## [What you need to do]
Pull out every line of the material that contains the word "black", treating uppercase and lowercase as different. List those lines in their original order.

START Provided data

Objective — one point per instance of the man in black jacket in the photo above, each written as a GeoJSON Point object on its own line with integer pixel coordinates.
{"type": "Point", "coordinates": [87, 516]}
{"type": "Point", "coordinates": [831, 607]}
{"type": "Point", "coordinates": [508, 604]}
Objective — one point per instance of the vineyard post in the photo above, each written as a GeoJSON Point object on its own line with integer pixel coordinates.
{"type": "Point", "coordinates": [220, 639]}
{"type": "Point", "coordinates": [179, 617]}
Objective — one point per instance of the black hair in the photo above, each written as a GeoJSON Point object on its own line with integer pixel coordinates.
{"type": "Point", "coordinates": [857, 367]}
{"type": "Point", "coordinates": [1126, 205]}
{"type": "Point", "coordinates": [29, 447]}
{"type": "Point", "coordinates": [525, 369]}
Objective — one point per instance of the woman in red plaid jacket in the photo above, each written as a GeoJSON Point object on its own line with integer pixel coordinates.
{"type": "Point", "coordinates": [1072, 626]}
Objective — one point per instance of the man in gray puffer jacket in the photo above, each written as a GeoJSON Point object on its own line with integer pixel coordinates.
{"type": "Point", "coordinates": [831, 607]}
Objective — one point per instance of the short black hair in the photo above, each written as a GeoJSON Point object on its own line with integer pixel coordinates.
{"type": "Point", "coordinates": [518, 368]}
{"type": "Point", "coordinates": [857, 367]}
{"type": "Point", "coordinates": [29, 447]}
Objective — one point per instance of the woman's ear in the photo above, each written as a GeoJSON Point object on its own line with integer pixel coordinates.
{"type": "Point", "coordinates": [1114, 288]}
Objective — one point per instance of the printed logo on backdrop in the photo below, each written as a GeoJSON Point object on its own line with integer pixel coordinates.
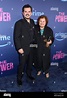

END Provided data

## [Right answer]
Objective — one point per instance of the man in black jacket in the photo above, each written as a GeoJSON Point object on its own line with integer pixel coordinates.
Objective — one point per instance of the black hair in the photo above, each written as a GeoJSON Point object on its own line with integer pixel coordinates.
Objective — one point per instance of the short black hair in the photo above, each written as a GeoJSON Point object on its own line with integer pixel coordinates.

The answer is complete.